**REQUEST**
Find the line that contains "negative clicks: (465, 302)" in the entries below. Write out that line and all that follow it, unchanged and alone.

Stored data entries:
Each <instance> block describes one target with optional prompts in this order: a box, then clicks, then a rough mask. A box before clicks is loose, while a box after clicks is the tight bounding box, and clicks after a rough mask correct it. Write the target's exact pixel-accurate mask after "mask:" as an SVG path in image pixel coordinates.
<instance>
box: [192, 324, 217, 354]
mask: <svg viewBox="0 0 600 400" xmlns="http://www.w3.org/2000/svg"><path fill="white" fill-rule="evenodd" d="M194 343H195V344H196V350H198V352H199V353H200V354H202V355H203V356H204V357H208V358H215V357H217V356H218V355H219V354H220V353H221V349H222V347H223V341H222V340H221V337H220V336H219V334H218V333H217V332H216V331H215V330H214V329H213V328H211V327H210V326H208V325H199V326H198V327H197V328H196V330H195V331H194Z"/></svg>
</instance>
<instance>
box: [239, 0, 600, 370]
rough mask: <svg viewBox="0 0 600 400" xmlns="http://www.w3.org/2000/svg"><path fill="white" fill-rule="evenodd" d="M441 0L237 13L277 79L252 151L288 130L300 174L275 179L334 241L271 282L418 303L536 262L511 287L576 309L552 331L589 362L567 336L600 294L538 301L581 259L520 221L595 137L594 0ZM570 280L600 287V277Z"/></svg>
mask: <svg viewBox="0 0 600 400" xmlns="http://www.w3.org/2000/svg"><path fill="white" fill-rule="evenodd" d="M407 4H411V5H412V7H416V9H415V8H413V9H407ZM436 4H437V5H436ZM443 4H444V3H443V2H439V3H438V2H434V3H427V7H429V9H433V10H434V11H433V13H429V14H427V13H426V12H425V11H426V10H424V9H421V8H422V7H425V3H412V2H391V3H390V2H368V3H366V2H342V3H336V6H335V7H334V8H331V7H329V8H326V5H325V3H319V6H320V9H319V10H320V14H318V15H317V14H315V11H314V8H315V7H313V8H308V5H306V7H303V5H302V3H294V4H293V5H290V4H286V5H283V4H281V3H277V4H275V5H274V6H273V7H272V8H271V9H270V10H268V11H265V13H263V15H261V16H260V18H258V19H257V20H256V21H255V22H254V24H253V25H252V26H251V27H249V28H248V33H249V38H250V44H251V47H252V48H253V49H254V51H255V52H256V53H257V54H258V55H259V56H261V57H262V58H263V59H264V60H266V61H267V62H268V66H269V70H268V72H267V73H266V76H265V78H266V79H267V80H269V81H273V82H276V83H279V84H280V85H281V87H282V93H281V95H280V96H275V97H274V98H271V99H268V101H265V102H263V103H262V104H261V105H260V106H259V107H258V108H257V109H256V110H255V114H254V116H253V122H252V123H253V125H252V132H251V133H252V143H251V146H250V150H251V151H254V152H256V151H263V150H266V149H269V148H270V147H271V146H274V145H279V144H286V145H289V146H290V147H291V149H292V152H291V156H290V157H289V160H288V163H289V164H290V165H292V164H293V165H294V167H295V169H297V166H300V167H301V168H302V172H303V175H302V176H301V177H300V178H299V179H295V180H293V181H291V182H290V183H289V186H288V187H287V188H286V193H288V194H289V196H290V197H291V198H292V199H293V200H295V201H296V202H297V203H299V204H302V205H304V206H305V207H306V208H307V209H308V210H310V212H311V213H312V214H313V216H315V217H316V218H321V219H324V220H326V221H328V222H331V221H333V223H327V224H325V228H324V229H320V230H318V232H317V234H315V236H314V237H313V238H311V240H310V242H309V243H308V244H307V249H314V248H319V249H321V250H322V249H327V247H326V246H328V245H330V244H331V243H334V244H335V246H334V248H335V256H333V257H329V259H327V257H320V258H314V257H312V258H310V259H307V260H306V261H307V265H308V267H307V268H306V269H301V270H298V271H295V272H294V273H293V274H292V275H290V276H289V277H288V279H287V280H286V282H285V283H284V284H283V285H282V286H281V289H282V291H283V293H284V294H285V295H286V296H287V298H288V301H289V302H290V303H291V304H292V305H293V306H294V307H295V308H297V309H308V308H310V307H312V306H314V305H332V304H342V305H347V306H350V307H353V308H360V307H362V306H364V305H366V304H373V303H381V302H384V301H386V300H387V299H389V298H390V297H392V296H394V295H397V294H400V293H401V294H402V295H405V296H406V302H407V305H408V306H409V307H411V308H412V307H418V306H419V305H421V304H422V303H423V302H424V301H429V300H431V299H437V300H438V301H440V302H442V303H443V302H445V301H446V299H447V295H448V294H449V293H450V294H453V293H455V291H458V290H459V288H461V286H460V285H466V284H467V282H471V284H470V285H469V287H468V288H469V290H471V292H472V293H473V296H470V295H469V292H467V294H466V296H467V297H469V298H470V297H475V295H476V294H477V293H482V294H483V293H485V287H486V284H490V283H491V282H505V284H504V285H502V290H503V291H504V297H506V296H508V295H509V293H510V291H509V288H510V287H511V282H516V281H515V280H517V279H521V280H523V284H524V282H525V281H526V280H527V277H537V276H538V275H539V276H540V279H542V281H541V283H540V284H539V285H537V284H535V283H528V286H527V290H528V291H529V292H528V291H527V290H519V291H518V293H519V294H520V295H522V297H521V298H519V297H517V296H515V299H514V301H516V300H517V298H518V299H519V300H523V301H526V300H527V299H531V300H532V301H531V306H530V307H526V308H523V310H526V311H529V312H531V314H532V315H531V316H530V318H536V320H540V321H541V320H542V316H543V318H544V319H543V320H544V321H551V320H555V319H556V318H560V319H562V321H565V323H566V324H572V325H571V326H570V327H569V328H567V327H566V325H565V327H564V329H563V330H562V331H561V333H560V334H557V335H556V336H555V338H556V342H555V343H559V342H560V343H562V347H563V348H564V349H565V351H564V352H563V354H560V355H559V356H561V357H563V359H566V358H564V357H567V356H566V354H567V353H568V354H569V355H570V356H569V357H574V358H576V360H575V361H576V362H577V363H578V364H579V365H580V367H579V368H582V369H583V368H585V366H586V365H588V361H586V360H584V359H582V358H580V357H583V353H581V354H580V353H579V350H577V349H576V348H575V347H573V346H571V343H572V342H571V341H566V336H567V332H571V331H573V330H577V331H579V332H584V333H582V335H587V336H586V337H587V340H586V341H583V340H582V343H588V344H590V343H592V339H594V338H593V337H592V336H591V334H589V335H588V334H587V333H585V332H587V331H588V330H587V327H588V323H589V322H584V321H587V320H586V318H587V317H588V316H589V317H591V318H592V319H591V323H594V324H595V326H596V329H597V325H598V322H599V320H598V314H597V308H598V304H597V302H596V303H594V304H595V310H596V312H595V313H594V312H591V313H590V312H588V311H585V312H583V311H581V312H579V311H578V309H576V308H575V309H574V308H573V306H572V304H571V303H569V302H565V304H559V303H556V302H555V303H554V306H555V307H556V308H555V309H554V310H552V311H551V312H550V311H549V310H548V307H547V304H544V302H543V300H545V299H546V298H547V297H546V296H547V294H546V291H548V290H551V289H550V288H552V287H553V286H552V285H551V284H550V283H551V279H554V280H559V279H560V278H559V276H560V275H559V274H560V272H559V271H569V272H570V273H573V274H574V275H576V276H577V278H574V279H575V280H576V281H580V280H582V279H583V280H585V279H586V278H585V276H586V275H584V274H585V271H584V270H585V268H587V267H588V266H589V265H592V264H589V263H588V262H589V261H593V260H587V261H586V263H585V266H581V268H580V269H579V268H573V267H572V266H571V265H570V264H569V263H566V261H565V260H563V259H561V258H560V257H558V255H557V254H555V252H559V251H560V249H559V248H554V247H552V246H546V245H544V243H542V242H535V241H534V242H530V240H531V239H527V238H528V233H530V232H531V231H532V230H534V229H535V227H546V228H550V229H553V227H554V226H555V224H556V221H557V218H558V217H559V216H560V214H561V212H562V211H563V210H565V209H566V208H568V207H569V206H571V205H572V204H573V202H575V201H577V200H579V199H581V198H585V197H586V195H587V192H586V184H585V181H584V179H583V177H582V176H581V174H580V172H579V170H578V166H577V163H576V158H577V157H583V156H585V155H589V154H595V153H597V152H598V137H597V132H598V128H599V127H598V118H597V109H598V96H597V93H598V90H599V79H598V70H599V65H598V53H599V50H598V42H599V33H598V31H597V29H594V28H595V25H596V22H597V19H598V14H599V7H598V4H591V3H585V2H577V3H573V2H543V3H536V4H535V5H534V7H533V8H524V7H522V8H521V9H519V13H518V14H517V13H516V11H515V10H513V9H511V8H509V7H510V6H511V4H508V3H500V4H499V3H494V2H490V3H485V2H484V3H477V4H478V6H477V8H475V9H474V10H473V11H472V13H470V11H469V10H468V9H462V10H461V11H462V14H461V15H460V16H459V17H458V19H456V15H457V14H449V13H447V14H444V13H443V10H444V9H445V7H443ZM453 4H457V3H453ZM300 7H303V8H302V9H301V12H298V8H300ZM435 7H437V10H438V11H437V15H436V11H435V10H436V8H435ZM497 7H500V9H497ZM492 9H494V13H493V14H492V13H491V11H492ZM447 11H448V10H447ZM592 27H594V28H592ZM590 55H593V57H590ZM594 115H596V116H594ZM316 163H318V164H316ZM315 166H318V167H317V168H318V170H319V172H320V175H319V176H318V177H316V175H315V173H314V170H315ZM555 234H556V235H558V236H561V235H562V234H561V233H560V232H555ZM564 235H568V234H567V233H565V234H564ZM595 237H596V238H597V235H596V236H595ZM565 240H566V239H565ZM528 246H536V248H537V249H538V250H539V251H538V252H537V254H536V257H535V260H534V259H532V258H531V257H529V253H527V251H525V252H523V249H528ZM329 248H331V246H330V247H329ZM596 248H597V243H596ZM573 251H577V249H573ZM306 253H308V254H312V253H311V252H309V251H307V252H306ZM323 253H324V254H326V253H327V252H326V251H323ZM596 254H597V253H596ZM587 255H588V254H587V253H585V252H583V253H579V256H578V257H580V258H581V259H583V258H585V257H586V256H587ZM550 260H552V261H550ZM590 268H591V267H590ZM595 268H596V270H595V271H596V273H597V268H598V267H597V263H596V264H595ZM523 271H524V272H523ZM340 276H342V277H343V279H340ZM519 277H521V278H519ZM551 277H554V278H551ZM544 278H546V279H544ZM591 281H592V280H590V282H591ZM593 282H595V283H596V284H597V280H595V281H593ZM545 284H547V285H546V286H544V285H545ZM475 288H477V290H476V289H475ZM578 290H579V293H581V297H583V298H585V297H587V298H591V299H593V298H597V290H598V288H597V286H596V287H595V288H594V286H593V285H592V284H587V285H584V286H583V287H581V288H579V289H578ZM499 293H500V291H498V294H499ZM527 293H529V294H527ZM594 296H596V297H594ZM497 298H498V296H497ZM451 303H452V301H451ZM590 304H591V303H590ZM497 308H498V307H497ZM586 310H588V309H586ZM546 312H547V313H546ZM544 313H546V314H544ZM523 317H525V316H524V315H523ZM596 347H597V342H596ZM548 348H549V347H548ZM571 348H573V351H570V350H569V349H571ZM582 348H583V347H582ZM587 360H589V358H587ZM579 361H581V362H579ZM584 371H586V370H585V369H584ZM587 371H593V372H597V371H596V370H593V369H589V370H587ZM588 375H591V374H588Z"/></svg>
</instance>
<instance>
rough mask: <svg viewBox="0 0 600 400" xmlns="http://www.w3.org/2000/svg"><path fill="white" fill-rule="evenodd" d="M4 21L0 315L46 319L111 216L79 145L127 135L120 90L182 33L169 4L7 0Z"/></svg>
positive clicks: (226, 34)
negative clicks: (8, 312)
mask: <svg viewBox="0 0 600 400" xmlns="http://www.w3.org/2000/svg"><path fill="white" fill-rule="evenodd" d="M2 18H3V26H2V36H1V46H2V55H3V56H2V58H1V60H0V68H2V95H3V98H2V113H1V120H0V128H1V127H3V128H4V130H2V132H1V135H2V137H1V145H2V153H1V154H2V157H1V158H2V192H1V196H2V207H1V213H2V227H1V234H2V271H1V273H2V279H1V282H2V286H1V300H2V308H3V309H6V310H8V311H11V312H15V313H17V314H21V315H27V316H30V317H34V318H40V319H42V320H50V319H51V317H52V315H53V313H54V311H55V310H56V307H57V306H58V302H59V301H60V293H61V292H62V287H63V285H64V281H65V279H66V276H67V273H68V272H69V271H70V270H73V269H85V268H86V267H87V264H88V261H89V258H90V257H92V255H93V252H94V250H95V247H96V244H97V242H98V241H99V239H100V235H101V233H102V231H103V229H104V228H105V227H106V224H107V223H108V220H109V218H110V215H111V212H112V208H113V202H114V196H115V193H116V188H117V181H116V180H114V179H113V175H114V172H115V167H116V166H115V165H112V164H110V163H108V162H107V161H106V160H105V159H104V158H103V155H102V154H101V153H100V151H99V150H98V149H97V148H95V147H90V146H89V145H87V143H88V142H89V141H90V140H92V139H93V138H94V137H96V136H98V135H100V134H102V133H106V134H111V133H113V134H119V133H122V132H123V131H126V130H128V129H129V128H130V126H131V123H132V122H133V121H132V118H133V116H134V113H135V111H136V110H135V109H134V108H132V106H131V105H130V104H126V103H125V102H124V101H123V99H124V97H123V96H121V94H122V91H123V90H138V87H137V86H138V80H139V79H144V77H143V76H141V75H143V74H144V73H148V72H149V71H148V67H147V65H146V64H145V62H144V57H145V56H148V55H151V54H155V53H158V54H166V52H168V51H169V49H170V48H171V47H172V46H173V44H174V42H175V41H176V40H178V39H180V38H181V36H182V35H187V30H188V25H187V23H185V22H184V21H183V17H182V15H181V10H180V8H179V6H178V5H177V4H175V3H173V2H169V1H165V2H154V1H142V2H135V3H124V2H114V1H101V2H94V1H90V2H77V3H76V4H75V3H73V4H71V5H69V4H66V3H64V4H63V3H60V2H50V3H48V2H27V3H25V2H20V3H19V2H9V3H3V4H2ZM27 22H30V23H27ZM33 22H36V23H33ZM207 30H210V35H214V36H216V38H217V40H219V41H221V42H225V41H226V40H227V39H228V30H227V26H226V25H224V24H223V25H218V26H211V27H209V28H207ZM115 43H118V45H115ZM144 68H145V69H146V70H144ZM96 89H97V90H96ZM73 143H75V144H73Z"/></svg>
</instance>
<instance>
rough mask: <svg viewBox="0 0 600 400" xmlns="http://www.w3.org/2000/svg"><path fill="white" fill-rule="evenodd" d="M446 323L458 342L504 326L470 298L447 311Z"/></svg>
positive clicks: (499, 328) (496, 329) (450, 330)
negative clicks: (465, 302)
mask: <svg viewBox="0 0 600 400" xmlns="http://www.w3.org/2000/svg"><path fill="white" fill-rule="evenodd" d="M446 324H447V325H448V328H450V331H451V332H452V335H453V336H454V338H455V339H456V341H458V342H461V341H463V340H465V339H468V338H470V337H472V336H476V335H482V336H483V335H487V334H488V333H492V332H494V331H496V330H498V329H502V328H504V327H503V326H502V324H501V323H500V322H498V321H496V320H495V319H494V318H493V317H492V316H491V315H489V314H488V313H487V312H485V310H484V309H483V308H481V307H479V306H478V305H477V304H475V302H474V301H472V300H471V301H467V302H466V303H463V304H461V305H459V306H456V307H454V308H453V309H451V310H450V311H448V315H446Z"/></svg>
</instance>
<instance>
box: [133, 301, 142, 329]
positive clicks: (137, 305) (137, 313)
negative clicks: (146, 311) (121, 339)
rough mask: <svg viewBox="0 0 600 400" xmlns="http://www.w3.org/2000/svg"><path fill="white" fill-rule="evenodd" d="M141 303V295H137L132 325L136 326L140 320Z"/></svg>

**ANSWER AREA**
negative clicks: (465, 302)
mask: <svg viewBox="0 0 600 400" xmlns="http://www.w3.org/2000/svg"><path fill="white" fill-rule="evenodd" d="M446 324H447V325H448V328H450V331H451V332H452V335H453V336H454V338H455V339H456V341H458V342H461V341H463V340H465V339H468V338H470V337H472V336H476V335H482V336H483V335H487V334H488V333H492V332H494V331H496V330H498V329H502V328H504V327H503V326H502V324H501V323H500V322H498V321H496V320H495V319H494V318H493V317H492V316H491V315H489V314H488V313H487V312H485V310H484V309H483V308H481V307H479V306H478V305H477V304H475V302H474V301H472V300H471V301H467V302H466V303H463V304H461V305H459V306H456V307H454V308H453V309H451V310H450V311H448V315H446Z"/></svg>
</instance>
<instance>
box: [133, 301, 142, 329]
positive clicks: (137, 305) (137, 313)
negative clicks: (146, 311) (121, 339)
rough mask: <svg viewBox="0 0 600 400" xmlns="http://www.w3.org/2000/svg"><path fill="white" fill-rule="evenodd" d="M141 303V295H137L132 325L136 326L140 320Z"/></svg>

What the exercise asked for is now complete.